■ **GIVEN TASK**:
Copy the data verbatim, everything from the line containing "task: outline the paved road" down to the end of the data, with both ends included. Leave the pictures out of your answer.

--------------------------------

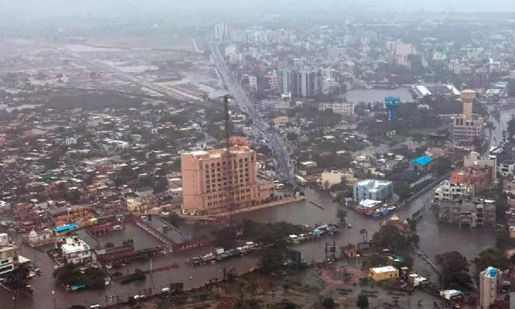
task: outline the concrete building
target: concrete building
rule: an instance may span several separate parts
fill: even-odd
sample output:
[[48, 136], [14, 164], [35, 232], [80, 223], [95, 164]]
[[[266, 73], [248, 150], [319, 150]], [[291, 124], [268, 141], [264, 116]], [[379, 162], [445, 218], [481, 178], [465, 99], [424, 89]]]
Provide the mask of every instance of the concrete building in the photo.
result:
[[476, 92], [470, 89], [461, 91], [461, 101], [463, 101], [463, 115], [468, 119], [472, 119], [472, 104], [476, 100]]
[[455, 183], [444, 181], [433, 192], [435, 202], [455, 202], [468, 200], [474, 196], [474, 188], [466, 183]]
[[499, 163], [499, 172], [504, 177], [513, 176], [515, 172], [515, 162], [503, 162]]
[[477, 194], [490, 185], [492, 180], [490, 167], [481, 168], [478, 163], [470, 168], [464, 167], [453, 170], [450, 173], [452, 183], [468, 185], [474, 189], [474, 194]]
[[326, 109], [331, 109], [337, 114], [354, 115], [354, 104], [352, 102], [321, 103], [319, 106], [319, 110], [320, 111]]
[[481, 118], [468, 118], [460, 115], [453, 122], [453, 139], [459, 143], [472, 143], [483, 135], [483, 124]]
[[393, 192], [391, 181], [365, 179], [358, 181], [354, 187], [354, 198], [356, 202], [362, 200], [385, 201]]
[[417, 53], [415, 46], [404, 43], [400, 39], [387, 42], [386, 47], [392, 60], [398, 65], [404, 67], [409, 65], [410, 55]]
[[282, 68], [277, 71], [282, 93], [291, 93], [293, 98], [310, 98], [319, 93], [323, 80], [321, 70], [317, 68]]
[[91, 248], [78, 236], [59, 240], [56, 243], [56, 249], [67, 263], [87, 264], [93, 261]]
[[333, 185], [341, 183], [341, 176], [342, 173], [337, 170], [324, 171], [321, 176], [322, 185], [326, 189], [330, 189]]
[[464, 158], [464, 166], [472, 168], [474, 165], [479, 166], [481, 168], [490, 168], [491, 181], [495, 181], [497, 176], [497, 159], [496, 158], [481, 158], [479, 153], [472, 151], [470, 155]]
[[0, 233], [0, 277], [18, 267], [18, 246], [9, 243], [9, 236], [5, 233]]
[[483, 227], [495, 226], [495, 201], [441, 201], [438, 209], [438, 220], [457, 225], [459, 227]]
[[503, 287], [503, 272], [488, 267], [479, 274], [479, 308], [488, 309], [497, 299], [497, 293]]
[[218, 41], [224, 41], [227, 38], [227, 25], [224, 23], [215, 25], [215, 38]]
[[368, 276], [374, 281], [382, 281], [399, 277], [399, 270], [392, 266], [369, 269]]
[[95, 218], [89, 205], [75, 205], [71, 207], [60, 207], [47, 211], [49, 218], [56, 227], [69, 223], [79, 223]]
[[181, 162], [184, 214], [249, 206], [269, 198], [273, 187], [258, 181], [256, 154], [248, 146], [185, 152]]

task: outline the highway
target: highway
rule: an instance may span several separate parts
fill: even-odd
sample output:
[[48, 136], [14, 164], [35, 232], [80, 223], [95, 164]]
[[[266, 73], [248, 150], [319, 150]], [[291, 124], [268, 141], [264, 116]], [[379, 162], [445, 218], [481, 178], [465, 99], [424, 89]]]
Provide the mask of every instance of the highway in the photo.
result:
[[268, 147], [272, 150], [274, 157], [277, 175], [284, 181], [293, 181], [295, 173], [290, 162], [288, 150], [290, 148], [288, 143], [278, 133], [271, 129], [268, 122], [261, 117], [245, 91], [234, 78], [225, 63], [223, 56], [213, 41], [209, 43], [209, 49], [222, 79], [227, 87], [229, 95], [242, 111], [249, 114], [249, 117], [252, 119], [253, 128], [259, 131], [268, 141]]
[[185, 98], [187, 98], [194, 101], [199, 101], [201, 100], [201, 98], [192, 95], [189, 93], [185, 93], [183, 91], [179, 91], [179, 90], [176, 90], [174, 89], [164, 87], [163, 86], [160, 86], [157, 84], [145, 80], [144, 78], [142, 78], [141, 77], [135, 76], [133, 74], [128, 73], [124, 73], [114, 67], [106, 65], [105, 63], [102, 63], [102, 62], [94, 59], [88, 58], [78, 53], [71, 52], [65, 47], [58, 47], [56, 49], [56, 50], [67, 55], [69, 57], [79, 59], [86, 63], [101, 69], [102, 71], [113, 74], [114, 76], [116, 76], [120, 80], [133, 82], [143, 87], [148, 88], [153, 91], [164, 95], [166, 98], [169, 98], [173, 100], [184, 100]]

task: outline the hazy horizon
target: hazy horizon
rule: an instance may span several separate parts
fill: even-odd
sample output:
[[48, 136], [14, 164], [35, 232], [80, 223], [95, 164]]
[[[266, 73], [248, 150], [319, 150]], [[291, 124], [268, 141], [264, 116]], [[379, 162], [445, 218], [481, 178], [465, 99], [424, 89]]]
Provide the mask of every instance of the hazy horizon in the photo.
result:
[[[231, 1], [193, 0], [0, 0], [0, 14], [17, 17], [52, 17], [79, 16], [89, 17], [130, 17], [155, 15], [162, 16], [169, 14], [170, 18], [181, 14], [211, 11], [238, 13], [246, 9], [262, 14], [281, 14], [298, 10], [307, 12], [324, 10], [356, 10], [366, 8], [374, 11], [409, 12], [515, 12], [515, 1], [492, 0], [490, 1], [470, 1], [466, 0], [424, 0], [411, 1], [407, 0], [367, 0], [354, 1], [344, 0], [323, 0], [321, 1], [301, 1], [291, 0], [278, 1]], [[179, 11], [179, 12], [177, 12]]]

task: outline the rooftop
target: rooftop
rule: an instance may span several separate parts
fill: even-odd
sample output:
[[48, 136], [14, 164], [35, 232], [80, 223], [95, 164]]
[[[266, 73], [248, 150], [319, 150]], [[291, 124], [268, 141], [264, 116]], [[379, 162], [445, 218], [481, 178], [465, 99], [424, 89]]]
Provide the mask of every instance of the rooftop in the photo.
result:
[[420, 164], [421, 165], [425, 165], [426, 164], [431, 162], [432, 161], [433, 161], [433, 158], [431, 158], [429, 156], [422, 156], [422, 157], [419, 157], [417, 158], [413, 159], [413, 160], [411, 160], [411, 163]]
[[392, 266], [382, 266], [382, 267], [376, 267], [374, 268], [371, 268], [371, 271], [376, 273], [391, 273], [392, 271], [397, 271], [397, 268]]
[[78, 236], [68, 237], [62, 240], [62, 241], [64, 243], [60, 245], [60, 248], [66, 253], [89, 251], [91, 249], [88, 244]]

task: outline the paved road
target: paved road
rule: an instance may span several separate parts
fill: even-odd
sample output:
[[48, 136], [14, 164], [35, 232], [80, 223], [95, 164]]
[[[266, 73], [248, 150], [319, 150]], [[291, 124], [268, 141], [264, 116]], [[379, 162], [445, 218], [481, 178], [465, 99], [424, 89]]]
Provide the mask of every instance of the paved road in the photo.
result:
[[59, 52], [66, 54], [69, 57], [79, 59], [86, 63], [89, 63], [91, 65], [98, 67], [102, 69], [102, 72], [111, 73], [121, 80], [131, 82], [141, 87], [148, 88], [158, 93], [163, 95], [166, 98], [174, 100], [183, 100], [185, 98], [196, 101], [201, 100], [201, 98], [192, 95], [183, 91], [180, 91], [172, 88], [164, 87], [163, 86], [145, 80], [144, 78], [134, 76], [130, 73], [123, 72], [114, 67], [106, 65], [105, 63], [94, 59], [87, 58], [83, 55], [81, 55], [80, 54], [71, 52], [67, 48], [60, 47], [57, 48], [56, 50]]
[[229, 94], [240, 108], [249, 114], [249, 117], [252, 119], [253, 128], [260, 132], [268, 141], [268, 146], [273, 154], [277, 175], [284, 180], [293, 181], [294, 172], [290, 159], [288, 143], [279, 133], [271, 129], [267, 122], [261, 117], [253, 104], [245, 93], [244, 90], [241, 88], [227, 67], [224, 57], [220, 52], [216, 44], [213, 42], [209, 43], [209, 49], [220, 75], [227, 87]]

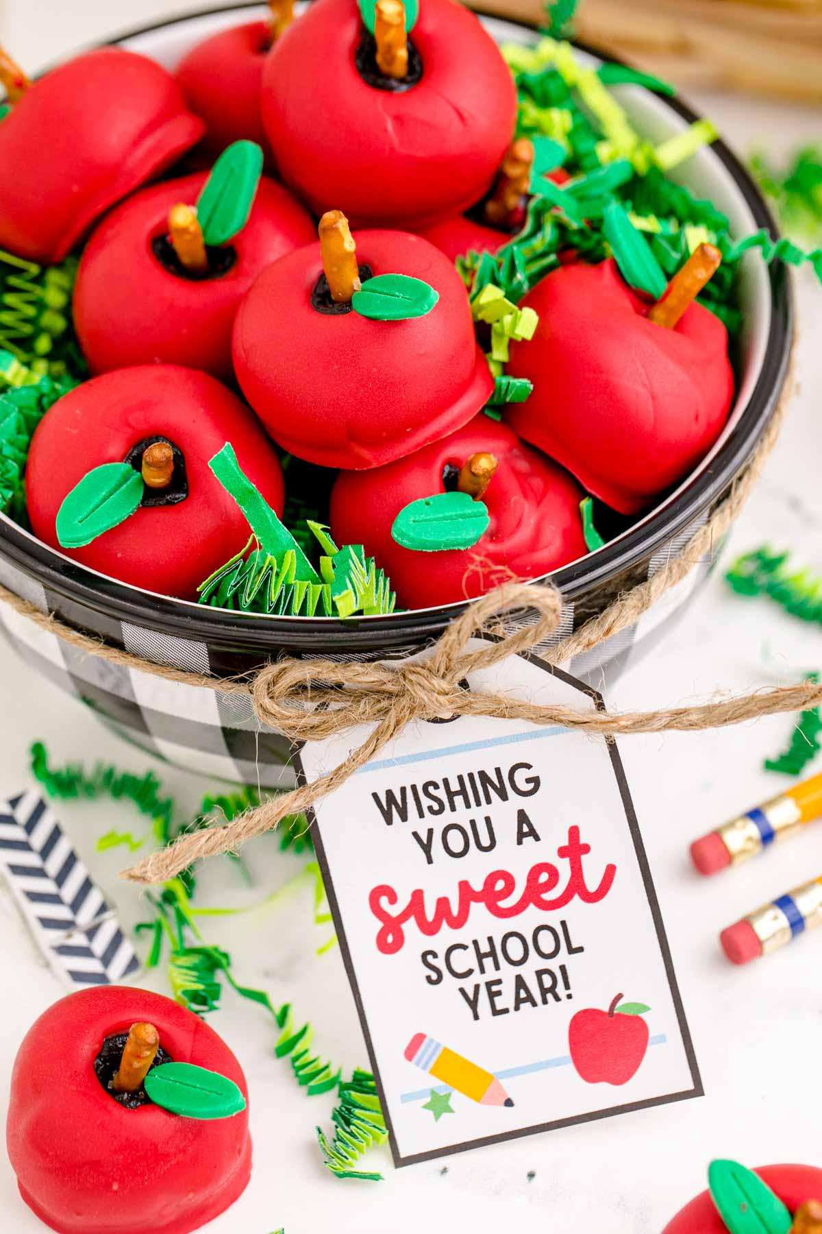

--------------------------------

■ **PROBLEM SOLUTION**:
task: outline the paved road
target: paved road
rule: an instance may span several separate parts
fill: even-odd
sample output:
[[48, 136], [14, 164], [35, 232], [80, 223], [95, 164]]
[[[266, 73], [248, 150], [319, 150]], [[291, 124], [268, 141], [264, 116]], [[379, 162], [445, 218], [481, 178], [465, 99], [424, 89]]]
Provide the mask of every instance of the paved road in the photo.
result:
[[59, 52], [66, 54], [69, 57], [79, 59], [86, 63], [89, 63], [91, 65], [98, 67], [102, 69], [102, 72], [111, 73], [121, 80], [131, 82], [141, 87], [148, 88], [158, 93], [163, 95], [166, 98], [174, 100], [183, 100], [185, 98], [196, 101], [201, 100], [201, 98], [192, 95], [183, 91], [180, 91], [172, 88], [164, 87], [163, 86], [145, 80], [144, 78], [134, 76], [130, 73], [123, 72], [114, 67], [106, 65], [105, 63], [94, 59], [87, 58], [83, 55], [81, 55], [80, 54], [71, 52], [67, 48], [60, 47], [57, 48], [56, 50]]
[[229, 94], [240, 108], [249, 114], [249, 117], [252, 119], [253, 128], [260, 132], [268, 141], [268, 146], [273, 154], [277, 175], [284, 180], [293, 181], [294, 172], [290, 159], [288, 143], [279, 133], [271, 129], [267, 122], [261, 117], [253, 104], [245, 93], [244, 90], [241, 88], [227, 67], [224, 57], [220, 52], [216, 44], [213, 42], [209, 43], [209, 49], [220, 75], [227, 87]]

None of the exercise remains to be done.